*MATERIAL SHOWN*:
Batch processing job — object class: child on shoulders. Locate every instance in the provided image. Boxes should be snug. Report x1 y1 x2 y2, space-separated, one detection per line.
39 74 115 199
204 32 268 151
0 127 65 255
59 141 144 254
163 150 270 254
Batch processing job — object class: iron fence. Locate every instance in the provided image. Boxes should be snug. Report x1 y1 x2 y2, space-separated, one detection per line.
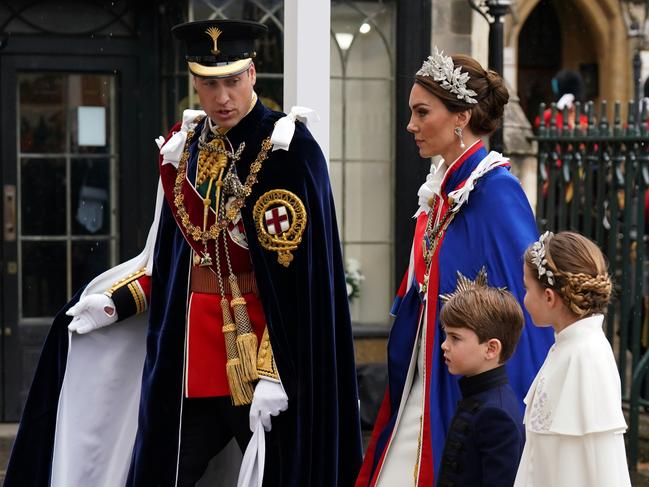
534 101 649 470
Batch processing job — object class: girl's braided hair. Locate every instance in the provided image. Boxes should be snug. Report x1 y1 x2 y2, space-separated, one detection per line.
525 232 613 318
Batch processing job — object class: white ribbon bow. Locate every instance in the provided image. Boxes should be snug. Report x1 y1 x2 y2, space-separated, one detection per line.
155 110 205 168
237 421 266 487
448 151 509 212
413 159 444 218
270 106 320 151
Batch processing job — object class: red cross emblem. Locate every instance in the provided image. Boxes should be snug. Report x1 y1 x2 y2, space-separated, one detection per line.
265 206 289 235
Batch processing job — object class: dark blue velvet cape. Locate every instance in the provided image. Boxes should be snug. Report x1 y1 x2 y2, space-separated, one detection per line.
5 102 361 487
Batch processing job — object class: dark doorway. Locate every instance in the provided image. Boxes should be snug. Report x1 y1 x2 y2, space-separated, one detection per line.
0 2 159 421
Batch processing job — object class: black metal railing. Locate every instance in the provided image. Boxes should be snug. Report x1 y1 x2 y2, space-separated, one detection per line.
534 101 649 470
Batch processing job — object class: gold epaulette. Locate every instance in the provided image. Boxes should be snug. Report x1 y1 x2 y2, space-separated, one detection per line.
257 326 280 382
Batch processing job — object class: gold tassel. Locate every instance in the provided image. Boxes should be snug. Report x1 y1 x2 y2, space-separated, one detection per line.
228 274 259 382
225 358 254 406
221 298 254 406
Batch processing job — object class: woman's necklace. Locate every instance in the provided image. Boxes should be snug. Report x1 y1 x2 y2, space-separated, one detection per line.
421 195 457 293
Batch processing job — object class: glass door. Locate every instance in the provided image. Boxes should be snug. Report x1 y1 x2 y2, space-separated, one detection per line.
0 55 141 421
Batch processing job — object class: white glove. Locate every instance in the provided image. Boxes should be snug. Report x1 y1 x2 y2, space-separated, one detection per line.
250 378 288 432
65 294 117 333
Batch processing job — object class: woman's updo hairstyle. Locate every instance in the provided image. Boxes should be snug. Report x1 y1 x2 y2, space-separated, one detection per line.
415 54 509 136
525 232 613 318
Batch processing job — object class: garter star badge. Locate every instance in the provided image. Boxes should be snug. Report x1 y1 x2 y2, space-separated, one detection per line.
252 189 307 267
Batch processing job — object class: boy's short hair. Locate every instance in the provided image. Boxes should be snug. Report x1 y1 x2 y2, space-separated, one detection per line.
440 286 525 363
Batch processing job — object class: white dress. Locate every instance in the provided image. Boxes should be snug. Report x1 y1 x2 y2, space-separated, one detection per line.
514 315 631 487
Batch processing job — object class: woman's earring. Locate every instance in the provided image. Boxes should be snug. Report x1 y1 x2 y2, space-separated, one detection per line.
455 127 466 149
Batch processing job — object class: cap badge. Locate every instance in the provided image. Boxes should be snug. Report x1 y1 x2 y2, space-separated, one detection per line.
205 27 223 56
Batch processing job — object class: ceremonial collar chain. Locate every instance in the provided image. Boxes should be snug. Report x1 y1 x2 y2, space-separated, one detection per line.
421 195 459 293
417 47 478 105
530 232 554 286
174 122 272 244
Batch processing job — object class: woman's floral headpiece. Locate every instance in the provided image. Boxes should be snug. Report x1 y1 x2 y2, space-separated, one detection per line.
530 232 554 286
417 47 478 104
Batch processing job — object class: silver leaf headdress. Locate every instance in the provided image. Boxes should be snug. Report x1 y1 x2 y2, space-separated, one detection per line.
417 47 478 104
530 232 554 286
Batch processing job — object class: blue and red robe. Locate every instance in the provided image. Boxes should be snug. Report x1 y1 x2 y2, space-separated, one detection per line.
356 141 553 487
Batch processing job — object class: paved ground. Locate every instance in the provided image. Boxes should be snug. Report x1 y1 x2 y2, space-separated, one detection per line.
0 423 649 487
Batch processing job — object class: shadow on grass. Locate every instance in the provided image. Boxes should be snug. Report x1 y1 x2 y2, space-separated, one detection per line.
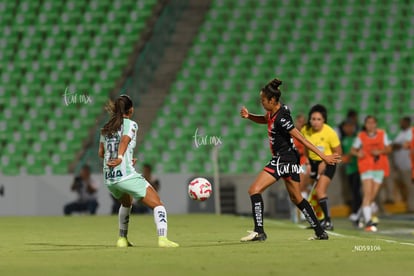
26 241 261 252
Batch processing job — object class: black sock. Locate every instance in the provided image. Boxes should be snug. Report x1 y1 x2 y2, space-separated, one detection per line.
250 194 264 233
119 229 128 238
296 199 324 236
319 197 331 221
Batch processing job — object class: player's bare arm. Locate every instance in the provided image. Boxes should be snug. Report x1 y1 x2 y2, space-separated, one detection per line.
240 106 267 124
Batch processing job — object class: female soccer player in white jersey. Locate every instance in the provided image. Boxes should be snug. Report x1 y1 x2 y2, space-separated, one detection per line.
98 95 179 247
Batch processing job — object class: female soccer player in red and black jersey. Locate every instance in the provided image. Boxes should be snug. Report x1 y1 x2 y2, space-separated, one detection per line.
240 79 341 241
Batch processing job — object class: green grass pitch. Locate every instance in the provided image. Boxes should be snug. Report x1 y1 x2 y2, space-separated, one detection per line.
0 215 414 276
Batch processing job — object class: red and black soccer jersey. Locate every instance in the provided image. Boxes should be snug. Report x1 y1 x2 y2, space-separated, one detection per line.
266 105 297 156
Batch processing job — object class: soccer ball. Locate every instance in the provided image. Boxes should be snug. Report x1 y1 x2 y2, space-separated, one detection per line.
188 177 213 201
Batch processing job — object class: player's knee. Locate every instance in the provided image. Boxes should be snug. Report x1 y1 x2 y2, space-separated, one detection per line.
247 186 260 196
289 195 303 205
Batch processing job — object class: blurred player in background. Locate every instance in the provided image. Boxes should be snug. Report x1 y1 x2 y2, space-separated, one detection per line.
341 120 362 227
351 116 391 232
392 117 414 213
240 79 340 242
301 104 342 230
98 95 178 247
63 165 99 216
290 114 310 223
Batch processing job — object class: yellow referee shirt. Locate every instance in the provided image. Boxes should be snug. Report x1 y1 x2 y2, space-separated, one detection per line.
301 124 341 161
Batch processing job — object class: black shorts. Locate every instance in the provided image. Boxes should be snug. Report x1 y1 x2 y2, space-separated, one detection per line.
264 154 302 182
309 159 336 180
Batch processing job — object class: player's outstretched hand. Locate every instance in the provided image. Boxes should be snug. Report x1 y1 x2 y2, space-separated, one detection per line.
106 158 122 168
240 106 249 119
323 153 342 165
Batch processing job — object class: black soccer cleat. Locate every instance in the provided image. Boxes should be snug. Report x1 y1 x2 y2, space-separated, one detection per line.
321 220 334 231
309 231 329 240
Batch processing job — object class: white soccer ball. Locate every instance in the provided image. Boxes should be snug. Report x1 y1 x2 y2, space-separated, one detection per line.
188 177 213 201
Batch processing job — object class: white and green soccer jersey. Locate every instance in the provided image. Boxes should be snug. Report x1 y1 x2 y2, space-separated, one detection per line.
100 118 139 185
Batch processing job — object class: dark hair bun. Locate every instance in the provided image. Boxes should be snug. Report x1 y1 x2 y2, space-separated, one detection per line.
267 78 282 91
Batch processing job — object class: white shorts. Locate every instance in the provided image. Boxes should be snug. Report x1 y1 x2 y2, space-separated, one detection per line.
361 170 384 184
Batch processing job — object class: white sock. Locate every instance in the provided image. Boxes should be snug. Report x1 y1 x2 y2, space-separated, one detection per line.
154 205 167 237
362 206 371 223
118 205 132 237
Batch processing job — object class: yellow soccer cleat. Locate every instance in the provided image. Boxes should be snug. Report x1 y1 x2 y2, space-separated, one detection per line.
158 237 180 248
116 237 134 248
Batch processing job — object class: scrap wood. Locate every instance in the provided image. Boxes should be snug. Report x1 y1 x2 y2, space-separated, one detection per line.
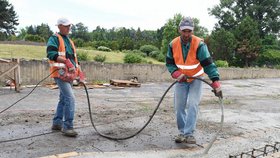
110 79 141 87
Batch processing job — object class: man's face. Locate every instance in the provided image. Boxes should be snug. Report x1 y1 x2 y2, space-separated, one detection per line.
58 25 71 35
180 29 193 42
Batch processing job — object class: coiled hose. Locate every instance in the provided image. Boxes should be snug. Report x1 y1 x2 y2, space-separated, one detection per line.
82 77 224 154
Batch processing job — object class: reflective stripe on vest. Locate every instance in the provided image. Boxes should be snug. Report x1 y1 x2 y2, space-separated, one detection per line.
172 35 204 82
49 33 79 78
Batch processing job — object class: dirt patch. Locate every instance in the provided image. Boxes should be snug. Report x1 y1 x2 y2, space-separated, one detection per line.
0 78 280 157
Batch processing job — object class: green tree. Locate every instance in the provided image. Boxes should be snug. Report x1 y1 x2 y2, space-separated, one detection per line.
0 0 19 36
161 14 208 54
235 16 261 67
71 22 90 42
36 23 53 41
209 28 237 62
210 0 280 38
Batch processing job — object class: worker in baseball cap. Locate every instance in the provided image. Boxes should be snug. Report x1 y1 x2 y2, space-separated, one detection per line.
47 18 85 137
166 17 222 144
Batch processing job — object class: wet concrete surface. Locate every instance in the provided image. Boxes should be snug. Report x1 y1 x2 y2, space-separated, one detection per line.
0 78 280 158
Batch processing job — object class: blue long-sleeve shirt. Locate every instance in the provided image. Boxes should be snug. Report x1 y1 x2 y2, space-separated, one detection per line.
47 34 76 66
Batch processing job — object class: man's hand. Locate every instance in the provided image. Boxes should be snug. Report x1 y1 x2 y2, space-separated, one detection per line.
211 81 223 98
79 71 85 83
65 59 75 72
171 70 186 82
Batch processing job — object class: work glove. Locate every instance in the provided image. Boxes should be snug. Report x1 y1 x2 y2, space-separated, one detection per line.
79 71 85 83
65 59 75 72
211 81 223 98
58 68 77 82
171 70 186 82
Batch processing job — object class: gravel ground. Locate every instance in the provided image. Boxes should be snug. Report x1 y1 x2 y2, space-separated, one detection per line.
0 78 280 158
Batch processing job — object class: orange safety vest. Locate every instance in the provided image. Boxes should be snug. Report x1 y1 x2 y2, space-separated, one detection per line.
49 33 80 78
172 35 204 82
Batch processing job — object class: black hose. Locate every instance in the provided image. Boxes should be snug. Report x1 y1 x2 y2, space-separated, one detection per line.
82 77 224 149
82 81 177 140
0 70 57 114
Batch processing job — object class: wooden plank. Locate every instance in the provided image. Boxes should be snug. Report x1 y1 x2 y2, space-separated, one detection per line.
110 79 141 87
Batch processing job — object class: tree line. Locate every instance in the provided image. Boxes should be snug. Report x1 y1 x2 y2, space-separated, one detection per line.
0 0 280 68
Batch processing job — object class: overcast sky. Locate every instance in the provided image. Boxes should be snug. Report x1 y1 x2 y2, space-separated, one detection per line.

*EXERCISE OBJECTIVE*: Copy out, in full, every line of the material from the line containing "Batch processing job — object class: woman's necklace." down to the line containing "421 195 457 293", both ends included, and shift each bounding-box coordinate by adding 33 to it.

*ANSWER*:
Batch processing job — object class: woman's necklace. Locate every instance in the provided image. Boxes should be snug. Report x1 y1 x2 y2, space-separated, one detection per line.
454 228 490 326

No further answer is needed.